#### DATA TO USE ####
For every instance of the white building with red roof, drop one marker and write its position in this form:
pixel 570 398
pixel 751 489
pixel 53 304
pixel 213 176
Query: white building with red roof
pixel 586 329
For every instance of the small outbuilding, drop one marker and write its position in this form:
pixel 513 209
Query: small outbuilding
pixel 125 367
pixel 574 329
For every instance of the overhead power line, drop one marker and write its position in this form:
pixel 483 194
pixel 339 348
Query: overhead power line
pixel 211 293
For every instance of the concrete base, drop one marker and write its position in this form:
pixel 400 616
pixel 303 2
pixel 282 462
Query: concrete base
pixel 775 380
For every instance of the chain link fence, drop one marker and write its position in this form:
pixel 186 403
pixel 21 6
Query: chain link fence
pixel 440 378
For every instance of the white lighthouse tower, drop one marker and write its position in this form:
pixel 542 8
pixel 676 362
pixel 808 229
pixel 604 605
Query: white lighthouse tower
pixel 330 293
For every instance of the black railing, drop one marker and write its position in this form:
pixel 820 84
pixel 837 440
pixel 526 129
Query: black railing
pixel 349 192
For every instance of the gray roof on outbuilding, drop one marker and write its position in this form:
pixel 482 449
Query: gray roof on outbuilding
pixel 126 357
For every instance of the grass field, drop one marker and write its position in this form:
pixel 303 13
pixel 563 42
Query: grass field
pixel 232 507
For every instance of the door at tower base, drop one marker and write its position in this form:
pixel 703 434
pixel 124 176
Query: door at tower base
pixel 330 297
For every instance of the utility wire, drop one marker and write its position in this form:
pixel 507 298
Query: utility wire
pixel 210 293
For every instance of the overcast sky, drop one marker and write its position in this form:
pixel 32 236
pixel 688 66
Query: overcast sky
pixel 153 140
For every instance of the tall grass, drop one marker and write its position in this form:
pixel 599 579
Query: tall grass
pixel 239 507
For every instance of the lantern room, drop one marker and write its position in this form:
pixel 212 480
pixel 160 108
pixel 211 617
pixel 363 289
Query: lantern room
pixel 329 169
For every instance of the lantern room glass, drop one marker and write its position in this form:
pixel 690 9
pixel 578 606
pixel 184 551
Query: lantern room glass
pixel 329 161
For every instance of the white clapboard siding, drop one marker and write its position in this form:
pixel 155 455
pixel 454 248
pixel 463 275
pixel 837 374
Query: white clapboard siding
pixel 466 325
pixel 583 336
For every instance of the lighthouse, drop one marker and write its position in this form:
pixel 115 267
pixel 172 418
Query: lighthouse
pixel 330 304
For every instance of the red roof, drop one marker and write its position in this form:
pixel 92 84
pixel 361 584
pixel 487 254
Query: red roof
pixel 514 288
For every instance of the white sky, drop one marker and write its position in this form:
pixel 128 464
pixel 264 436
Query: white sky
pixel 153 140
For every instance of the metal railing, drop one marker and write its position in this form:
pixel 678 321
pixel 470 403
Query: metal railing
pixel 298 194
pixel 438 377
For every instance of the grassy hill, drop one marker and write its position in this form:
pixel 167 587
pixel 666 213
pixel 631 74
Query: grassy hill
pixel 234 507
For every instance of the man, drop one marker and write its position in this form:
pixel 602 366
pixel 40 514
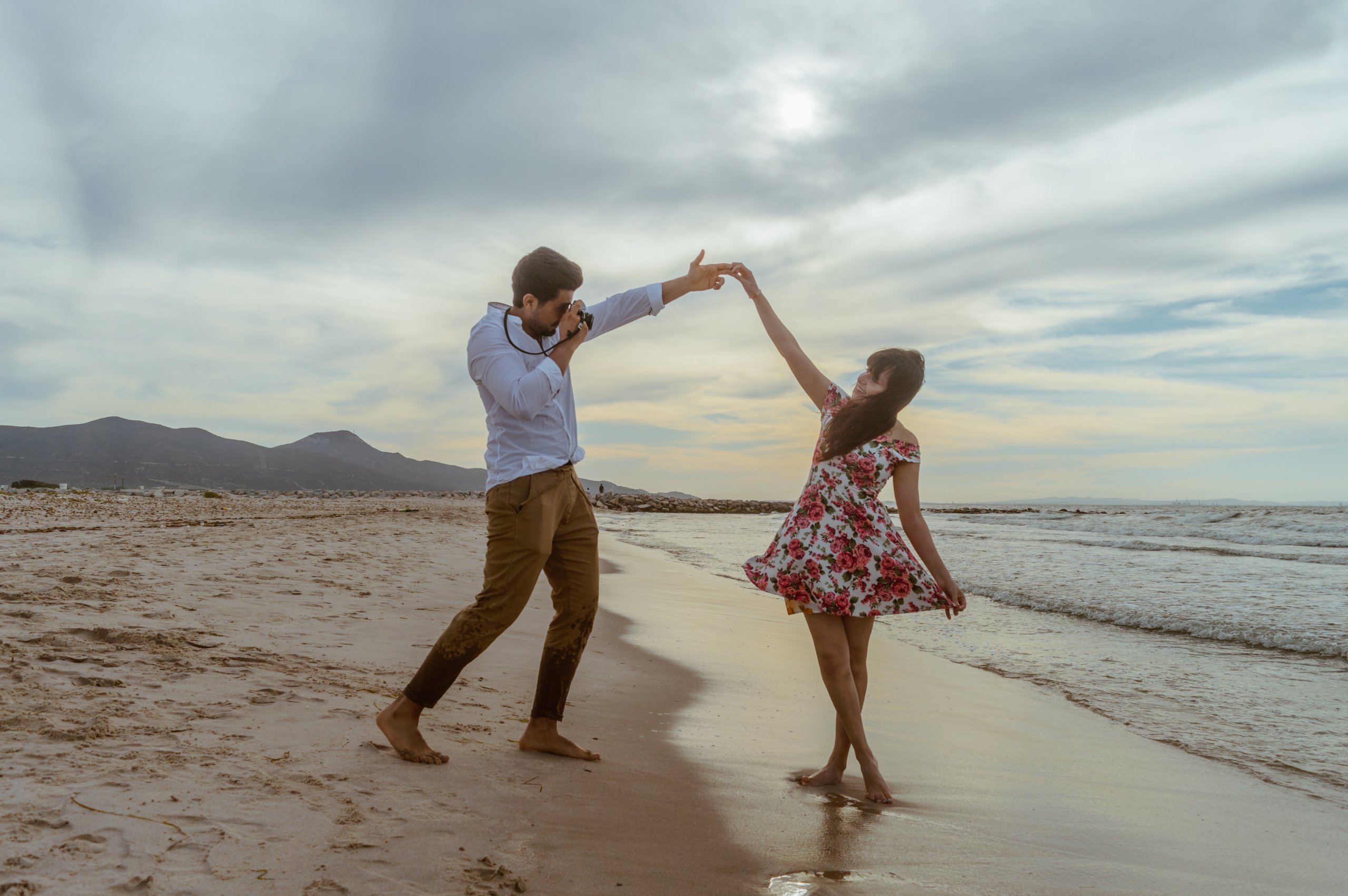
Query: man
pixel 538 516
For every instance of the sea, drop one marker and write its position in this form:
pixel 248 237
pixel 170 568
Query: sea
pixel 1217 630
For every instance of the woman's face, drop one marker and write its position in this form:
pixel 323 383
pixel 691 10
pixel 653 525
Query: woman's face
pixel 870 384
####
Output an exact copy of the lines from the one with "pixel 470 403" through the closing line of the records, inclusive, without any images.

pixel 470 403
Query: metal railing
pixel 298 194
pixel 438 377
For every instance of the grassy hill, drop one marker and write its position in this form:
pixel 167 587
pixel 666 213
pixel 631 74
Query: grassy hill
pixel 234 507
For every instance of the man, drop one marker and write its position in this form:
pixel 602 366
pixel 40 514
Query: man
pixel 538 516
For every instance of the sea, drop one marker and write its position in this form:
pixel 248 237
pixel 170 568
Query: sea
pixel 1217 630
For every instance of the woman's face, drop one marker and write its position in this form:
pixel 323 383
pixel 691 10
pixel 653 525
Query: woman's face
pixel 870 384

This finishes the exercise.